**TASK INSTRUCTIONS:**
Output the line with "of the dark" and every line below it until the listing ends, exactly as written and with nothing added.

**SOURCE MATERIAL:**
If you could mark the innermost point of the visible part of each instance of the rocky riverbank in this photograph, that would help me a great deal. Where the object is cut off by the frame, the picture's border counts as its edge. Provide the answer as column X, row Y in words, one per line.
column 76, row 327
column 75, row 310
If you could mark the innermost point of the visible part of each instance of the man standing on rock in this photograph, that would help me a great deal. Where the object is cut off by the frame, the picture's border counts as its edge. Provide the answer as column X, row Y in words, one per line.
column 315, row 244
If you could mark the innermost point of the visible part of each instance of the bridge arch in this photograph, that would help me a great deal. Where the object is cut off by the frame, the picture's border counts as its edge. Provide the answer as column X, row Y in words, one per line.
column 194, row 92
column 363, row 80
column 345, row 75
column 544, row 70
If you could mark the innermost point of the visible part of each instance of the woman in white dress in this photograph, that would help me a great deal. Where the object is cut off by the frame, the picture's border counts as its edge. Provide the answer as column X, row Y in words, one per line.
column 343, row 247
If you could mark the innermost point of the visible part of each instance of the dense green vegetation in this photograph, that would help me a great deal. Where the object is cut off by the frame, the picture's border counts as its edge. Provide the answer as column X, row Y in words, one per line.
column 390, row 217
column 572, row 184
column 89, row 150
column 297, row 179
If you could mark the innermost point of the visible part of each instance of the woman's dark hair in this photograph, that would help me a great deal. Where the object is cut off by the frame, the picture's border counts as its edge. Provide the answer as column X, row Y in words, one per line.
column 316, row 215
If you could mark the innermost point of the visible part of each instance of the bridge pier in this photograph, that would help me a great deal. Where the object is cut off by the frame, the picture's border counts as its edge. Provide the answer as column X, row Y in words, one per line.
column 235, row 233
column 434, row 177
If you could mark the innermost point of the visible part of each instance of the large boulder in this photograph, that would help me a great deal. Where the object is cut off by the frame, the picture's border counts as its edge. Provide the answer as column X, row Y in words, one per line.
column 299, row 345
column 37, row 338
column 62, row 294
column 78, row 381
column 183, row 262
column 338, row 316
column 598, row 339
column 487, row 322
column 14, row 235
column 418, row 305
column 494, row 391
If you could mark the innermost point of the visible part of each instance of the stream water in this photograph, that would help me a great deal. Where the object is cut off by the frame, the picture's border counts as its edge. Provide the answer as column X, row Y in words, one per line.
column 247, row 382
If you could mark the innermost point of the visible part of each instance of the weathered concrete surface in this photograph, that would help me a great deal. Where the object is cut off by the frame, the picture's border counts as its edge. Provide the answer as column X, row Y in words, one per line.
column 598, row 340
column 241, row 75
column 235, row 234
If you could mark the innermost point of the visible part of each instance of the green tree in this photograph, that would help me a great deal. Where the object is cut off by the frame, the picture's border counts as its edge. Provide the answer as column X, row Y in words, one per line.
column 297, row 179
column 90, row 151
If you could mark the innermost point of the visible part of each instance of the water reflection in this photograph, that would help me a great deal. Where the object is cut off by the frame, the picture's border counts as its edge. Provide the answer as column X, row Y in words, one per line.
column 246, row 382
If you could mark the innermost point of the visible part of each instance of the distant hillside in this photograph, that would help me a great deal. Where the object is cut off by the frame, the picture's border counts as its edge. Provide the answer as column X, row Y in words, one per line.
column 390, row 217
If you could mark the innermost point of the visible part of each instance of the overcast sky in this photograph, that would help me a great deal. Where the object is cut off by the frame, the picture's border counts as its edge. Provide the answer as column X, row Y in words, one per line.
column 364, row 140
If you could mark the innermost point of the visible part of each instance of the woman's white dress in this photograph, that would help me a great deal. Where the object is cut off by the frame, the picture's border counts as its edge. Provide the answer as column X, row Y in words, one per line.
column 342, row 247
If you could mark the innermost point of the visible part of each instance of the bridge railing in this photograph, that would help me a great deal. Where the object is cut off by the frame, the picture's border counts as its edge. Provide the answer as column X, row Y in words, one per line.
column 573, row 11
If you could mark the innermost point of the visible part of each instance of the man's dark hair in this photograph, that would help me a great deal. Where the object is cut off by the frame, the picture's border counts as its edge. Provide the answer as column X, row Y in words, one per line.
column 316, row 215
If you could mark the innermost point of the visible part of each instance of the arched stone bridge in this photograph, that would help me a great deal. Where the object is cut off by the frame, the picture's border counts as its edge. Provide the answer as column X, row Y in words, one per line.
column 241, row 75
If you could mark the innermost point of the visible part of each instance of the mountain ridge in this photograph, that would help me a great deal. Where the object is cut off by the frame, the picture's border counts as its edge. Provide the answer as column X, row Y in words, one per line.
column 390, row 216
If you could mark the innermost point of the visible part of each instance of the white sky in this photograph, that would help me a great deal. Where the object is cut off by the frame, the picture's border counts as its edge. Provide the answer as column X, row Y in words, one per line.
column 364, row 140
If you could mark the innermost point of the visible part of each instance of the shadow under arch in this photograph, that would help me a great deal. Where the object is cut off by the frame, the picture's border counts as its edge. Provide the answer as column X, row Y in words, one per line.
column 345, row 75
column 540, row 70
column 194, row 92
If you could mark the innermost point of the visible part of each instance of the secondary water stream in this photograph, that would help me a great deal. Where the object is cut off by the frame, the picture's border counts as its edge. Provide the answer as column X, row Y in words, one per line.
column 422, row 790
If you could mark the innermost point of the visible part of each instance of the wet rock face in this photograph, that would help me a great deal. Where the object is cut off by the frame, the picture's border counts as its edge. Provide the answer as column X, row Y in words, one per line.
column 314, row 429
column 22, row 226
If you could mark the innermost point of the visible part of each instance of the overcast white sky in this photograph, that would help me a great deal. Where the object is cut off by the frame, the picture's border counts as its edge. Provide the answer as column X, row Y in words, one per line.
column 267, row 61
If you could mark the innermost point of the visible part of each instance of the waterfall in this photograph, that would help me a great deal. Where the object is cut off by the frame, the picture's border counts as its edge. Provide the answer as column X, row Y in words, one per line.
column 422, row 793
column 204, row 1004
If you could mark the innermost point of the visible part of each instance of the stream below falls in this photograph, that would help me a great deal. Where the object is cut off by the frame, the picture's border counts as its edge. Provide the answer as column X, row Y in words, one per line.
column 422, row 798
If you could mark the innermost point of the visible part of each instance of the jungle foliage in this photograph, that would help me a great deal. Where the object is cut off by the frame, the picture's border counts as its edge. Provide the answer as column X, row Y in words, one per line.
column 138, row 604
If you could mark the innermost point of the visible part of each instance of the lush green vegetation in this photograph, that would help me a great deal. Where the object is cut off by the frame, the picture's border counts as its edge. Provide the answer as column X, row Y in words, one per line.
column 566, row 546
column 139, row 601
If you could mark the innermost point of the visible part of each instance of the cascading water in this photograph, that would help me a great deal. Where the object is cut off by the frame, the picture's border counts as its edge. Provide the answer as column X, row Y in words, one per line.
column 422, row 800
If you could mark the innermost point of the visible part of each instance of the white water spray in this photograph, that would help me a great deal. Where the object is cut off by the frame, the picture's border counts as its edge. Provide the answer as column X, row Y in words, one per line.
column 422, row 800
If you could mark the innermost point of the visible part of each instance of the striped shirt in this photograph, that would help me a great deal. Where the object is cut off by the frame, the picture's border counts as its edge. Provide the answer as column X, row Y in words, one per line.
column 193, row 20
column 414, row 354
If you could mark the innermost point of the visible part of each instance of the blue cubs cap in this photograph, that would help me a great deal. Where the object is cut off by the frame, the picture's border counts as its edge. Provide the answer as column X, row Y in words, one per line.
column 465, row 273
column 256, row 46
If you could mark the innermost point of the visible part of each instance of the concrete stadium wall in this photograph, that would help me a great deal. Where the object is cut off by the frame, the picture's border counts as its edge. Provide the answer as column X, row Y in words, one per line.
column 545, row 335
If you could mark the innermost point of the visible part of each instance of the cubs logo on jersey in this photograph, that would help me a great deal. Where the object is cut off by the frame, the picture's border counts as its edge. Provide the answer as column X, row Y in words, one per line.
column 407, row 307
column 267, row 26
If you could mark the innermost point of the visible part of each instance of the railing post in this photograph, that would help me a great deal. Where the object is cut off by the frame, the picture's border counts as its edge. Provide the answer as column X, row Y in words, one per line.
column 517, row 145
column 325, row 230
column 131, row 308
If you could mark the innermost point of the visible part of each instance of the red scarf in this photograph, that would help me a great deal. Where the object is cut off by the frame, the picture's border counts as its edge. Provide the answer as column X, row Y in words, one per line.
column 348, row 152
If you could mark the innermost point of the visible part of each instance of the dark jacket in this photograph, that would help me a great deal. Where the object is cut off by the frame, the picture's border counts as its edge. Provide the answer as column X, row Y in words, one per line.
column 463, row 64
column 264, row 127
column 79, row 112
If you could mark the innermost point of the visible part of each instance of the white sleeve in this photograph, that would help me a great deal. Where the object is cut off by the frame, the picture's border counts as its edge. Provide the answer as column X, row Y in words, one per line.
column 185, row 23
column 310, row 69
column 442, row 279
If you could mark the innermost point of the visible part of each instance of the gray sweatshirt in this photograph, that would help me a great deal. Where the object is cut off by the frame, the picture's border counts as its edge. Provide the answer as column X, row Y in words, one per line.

**WRITTEN RESPONSE:**
If you could mark the innermost point of the visible part of each instance of the dark jacket in this photograph, that would help me a great deal. Where the object is cut off by the frame, the picture's border counts as its edge. Provide the answer as column X, row Y in words, one per line.
column 463, row 64
column 264, row 127
column 79, row 112
If you could mark the innermost point of the visible part of each instance of the white sleeve in this photograph, that would help me a great deal. Where the object is cut off by the frame, the picture's border counts as its edge. Provide the answer as column X, row Y in words, one per line.
column 185, row 23
column 310, row 69
column 442, row 279
If you could mark the innermost point of the visible part of each instance of the gray sweatshirt in this photograph, that would help me a great deal. Where the object is cut off by the frame, the picture's border counts as its edge. Provide the answer as column X, row Y in words, one per line.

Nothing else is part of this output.